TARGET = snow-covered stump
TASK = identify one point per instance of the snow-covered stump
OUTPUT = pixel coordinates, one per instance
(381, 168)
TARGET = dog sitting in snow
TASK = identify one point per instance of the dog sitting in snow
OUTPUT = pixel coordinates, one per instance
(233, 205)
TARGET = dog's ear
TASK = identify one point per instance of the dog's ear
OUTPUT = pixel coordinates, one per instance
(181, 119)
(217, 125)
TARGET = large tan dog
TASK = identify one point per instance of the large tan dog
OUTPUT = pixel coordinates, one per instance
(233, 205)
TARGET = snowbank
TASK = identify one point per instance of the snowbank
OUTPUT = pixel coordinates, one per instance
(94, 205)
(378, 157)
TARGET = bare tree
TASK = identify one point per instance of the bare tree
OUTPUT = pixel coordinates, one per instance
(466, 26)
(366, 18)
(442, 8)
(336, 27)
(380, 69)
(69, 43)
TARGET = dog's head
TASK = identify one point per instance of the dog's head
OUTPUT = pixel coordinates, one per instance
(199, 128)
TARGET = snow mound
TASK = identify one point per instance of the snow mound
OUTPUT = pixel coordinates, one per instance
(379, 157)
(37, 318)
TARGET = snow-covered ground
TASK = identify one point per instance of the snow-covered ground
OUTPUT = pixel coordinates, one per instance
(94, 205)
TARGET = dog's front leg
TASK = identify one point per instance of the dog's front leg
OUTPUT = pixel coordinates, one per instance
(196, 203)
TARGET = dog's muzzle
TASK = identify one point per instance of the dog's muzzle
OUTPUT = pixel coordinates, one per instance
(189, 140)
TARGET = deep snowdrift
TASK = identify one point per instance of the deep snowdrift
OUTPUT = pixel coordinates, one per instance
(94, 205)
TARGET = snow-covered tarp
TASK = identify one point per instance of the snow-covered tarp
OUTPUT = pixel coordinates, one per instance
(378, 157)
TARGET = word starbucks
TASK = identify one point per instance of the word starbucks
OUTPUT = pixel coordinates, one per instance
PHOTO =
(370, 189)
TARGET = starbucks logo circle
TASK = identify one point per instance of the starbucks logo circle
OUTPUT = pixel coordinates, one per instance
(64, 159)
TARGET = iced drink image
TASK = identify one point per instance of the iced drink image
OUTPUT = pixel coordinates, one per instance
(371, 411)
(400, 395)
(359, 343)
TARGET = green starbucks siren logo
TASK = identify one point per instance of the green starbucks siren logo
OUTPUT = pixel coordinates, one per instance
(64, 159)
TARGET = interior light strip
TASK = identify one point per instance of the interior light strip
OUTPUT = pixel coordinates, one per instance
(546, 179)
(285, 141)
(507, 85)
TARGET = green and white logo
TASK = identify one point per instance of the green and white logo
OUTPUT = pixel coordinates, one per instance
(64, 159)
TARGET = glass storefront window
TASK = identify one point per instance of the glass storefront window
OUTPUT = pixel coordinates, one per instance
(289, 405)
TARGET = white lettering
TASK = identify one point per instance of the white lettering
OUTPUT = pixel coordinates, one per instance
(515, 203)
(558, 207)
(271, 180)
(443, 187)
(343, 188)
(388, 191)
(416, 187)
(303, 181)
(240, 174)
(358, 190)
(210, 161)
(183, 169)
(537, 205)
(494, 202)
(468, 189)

Set problem: Output exactly the lines above, from the one holding "TARGET = iced drink image" through the end of the data, including the first and last.

Output for this task:
TARGET = iced drink image
TASK = identify one point per instance of the iced drink image
OUTPUT = pixel coordinates, one per instance
(371, 411)
(400, 395)
(359, 343)
TARGET = green starbucks siren logo
TASK = identify one point per instance of the green starbucks siren logo
OUTPUT = pixel coordinates, one per instance
(64, 159)
TARGET = interior light strip
TASK = identify one point per instance of the interior light strip
OUTPUT = pixel coordinates, one per instance
(546, 179)
(285, 141)
(507, 85)
TARGET = green and white logo
TASK = identify one point per instance of the green and white logo
OUTPUT = pixel coordinates, one per instance
(64, 159)
TARGET = glass storefront window
TASK = identify one point per instance of the glass storefront window
OUTPUT = pixel coordinates, one per instance
(289, 405)
TARGET = white lettering
TASK = identify one point per instance of the white lettering
OUTPUT = pixel coordinates, one per instance
(515, 203)
(558, 207)
(271, 180)
(443, 187)
(343, 188)
(388, 191)
(416, 187)
(303, 181)
(240, 174)
(358, 190)
(210, 161)
(183, 169)
(537, 205)
(494, 202)
(468, 189)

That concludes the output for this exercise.